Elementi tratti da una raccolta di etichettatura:
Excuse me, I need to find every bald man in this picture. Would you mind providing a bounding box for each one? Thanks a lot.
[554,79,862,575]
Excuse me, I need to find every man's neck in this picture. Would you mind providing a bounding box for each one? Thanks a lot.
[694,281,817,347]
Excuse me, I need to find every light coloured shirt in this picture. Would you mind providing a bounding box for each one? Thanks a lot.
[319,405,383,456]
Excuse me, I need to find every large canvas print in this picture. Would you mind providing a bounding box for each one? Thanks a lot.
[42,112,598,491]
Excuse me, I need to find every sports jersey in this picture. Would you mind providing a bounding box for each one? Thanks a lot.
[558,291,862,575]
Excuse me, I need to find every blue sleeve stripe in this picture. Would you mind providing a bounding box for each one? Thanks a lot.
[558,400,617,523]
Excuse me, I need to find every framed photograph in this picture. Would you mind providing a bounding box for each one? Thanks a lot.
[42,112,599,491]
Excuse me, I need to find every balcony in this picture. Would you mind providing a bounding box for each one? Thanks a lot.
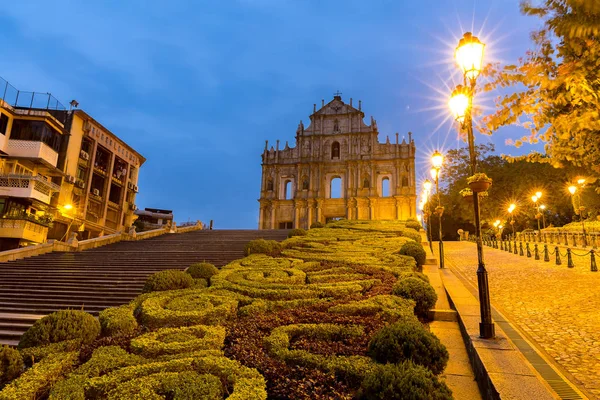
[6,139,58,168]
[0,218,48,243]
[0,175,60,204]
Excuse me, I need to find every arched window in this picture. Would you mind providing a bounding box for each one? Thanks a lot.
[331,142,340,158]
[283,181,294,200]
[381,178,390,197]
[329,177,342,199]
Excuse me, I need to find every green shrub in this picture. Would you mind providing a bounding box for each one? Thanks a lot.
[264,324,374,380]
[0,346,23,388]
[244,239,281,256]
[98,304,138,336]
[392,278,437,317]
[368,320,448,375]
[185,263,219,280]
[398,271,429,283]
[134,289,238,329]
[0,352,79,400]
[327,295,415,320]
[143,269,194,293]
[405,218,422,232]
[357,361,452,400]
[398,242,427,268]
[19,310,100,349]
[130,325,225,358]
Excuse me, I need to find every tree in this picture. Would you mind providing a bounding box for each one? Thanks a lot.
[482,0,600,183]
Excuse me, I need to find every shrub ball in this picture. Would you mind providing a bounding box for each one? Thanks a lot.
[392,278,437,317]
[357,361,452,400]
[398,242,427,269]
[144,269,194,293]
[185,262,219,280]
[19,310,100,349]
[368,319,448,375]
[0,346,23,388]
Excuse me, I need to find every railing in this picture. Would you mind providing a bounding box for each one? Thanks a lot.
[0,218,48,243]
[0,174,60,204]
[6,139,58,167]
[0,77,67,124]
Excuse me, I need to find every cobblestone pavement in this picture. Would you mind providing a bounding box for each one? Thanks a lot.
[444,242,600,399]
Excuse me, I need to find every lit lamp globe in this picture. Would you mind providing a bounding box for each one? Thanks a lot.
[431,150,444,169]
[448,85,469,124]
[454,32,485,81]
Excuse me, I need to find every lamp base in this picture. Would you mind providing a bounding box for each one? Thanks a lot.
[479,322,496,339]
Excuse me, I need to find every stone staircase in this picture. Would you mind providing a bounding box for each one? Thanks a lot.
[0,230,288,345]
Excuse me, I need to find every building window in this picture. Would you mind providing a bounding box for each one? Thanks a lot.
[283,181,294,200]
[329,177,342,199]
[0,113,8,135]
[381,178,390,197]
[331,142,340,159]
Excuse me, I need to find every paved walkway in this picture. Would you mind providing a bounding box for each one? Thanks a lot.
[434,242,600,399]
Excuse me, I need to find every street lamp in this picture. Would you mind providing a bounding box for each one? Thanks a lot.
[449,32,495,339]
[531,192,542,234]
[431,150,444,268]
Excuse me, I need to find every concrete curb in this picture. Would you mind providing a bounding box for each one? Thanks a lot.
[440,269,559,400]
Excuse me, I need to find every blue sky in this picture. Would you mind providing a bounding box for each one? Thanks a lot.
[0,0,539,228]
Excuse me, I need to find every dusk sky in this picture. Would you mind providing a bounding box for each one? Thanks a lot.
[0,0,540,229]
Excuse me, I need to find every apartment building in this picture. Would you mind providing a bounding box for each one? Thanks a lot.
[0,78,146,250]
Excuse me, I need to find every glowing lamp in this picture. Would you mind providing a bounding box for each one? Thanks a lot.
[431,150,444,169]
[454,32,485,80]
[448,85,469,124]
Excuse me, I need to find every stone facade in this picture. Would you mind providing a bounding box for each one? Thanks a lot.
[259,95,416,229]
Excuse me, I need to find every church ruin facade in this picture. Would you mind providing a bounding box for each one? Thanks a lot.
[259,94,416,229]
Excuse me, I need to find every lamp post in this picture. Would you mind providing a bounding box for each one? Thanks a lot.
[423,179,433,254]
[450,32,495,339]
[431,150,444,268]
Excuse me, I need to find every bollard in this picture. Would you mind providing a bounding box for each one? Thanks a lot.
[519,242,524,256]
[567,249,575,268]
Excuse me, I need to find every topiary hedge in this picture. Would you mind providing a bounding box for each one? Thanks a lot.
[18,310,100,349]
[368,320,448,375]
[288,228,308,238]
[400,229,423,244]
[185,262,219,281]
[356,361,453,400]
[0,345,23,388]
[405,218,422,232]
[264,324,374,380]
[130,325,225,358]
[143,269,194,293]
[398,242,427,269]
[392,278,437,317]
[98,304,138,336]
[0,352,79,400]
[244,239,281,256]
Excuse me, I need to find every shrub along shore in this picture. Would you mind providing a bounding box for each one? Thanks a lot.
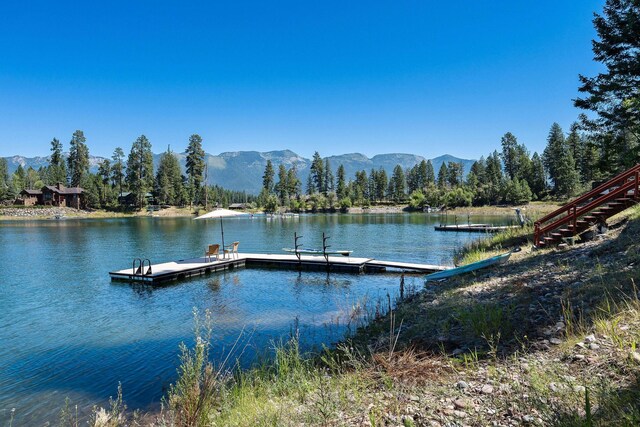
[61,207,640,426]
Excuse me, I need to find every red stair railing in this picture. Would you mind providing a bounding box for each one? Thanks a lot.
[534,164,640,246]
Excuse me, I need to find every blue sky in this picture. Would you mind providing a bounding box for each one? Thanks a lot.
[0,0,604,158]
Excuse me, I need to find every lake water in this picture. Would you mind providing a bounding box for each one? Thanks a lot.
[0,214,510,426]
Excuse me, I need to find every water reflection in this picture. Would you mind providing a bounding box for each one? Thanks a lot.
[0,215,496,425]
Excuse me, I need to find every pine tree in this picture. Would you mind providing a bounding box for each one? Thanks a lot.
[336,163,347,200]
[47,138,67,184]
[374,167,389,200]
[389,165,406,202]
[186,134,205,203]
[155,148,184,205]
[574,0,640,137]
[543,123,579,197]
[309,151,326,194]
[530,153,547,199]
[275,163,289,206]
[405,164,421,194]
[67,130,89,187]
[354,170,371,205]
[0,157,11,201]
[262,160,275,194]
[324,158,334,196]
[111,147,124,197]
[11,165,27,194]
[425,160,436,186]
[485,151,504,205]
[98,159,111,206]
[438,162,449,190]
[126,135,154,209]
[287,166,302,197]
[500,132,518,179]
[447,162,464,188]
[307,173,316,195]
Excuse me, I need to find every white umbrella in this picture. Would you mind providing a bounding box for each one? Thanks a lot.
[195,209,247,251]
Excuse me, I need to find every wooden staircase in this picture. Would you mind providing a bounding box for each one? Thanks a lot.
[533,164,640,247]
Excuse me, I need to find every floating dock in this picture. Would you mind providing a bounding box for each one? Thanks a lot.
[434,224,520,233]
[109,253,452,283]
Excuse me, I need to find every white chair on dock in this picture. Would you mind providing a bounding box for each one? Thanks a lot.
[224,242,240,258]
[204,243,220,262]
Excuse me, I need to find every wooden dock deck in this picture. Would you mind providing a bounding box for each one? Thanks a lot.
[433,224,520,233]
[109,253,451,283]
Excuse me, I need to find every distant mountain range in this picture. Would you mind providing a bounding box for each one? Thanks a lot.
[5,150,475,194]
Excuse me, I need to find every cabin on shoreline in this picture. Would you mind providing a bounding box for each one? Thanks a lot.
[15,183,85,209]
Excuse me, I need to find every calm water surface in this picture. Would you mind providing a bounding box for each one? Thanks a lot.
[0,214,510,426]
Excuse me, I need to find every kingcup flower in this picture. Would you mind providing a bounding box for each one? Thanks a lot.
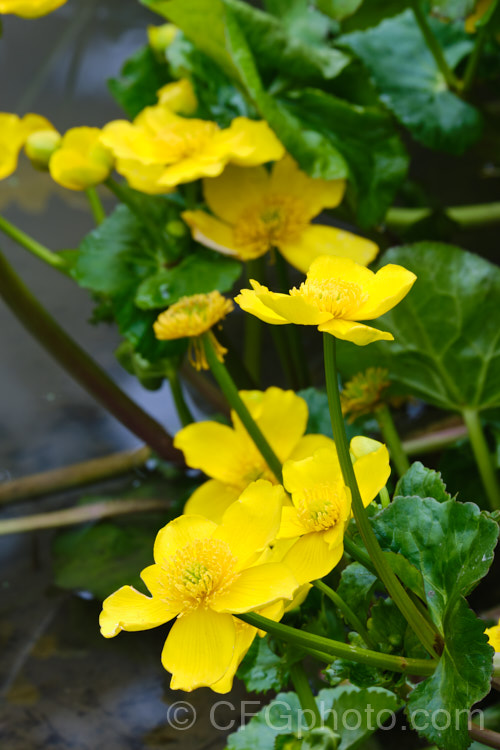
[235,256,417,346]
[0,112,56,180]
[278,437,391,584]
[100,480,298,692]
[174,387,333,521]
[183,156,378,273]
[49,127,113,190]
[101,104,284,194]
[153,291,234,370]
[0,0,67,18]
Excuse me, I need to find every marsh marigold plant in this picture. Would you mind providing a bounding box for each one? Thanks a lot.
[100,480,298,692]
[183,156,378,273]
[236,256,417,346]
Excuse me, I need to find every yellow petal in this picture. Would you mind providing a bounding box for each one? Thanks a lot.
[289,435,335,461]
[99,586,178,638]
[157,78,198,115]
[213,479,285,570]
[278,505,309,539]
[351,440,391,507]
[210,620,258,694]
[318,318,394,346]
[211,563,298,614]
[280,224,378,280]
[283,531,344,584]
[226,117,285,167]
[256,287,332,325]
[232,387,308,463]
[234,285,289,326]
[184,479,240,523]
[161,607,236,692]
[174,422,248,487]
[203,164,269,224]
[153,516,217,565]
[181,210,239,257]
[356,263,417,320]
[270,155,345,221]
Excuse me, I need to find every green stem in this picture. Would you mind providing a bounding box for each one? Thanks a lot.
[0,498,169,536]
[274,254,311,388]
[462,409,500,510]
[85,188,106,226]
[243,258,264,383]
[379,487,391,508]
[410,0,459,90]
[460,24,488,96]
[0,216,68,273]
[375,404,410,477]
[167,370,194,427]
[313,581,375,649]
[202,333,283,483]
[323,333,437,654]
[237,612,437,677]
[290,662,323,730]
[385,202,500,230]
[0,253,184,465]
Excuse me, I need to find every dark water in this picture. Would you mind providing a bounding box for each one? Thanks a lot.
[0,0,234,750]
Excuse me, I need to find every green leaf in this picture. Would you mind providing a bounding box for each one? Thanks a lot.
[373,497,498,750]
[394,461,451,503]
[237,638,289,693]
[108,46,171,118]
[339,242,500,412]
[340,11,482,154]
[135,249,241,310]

Consegna:
Trasforma in un CSV a due colonne, «testo» e «risposta», la parte dell'elenco che si apre con la riga contenente "Excuse me, I need to find every pine" e si chiude con quella contenente "[5,150,475,194]". Metti una riga per ogni testo con la sua risposta, ciascuna in un unico campo tra virgolette, e sostituisci gli a capo con spazi.

Risposta al compito:
testo,risposta
"Excuse me, I need to find every pine tree in this picture. Would you mind providing a bounding box for each one? Thanks a lot.","[336,163,347,200] [47,138,67,184] [374,167,389,200] [389,165,406,202] [186,134,205,203] [155,148,184,205] [574,0,640,137] [543,123,579,197] [309,151,326,194] [530,153,547,199] [275,163,289,206] [405,164,421,194] [67,130,89,187] [354,170,371,205] [0,157,11,201] [262,160,275,194] [324,158,334,196] [111,147,124,197] [11,165,27,194] [425,160,436,186] [485,151,504,205] [98,159,111,206] [438,162,449,190] [126,135,154,209] [287,166,302,197] [500,132,518,179] [447,162,464,188] [307,173,316,195]"
"Excuse me, I need to find every white umbrella in this picture. Would you mind providing a bounding box for each one? Thanks a lot.","[195,209,247,251]"
"Excuse me, I need to find every wooden staircase in this picture. Would you mind providing a bounding box for each one? Thanks a lot.","[533,164,640,247]"
"Excuse me, I need to find every floating dock in this picture. Would you mind providing a bounding box for each one? Thanks a lot.","[434,224,520,233] [109,253,452,283]"
"Excuse me, I need to find every white chair on dock in this picture. Would you mind providing a bounding box for each one? Thanks a lot.","[224,242,240,258] [204,243,220,262]"
"Excuse me, I need to find every wooden dock deck in this picture. Would you mind providing a bounding box for each one? Thanks a lot.","[433,224,520,233] [109,253,451,283]"
"Excuse me, I need to find every distant mountain range in this picture. Would you mind providing a bounding box for each one? Thanks a lot.","[5,150,475,194]"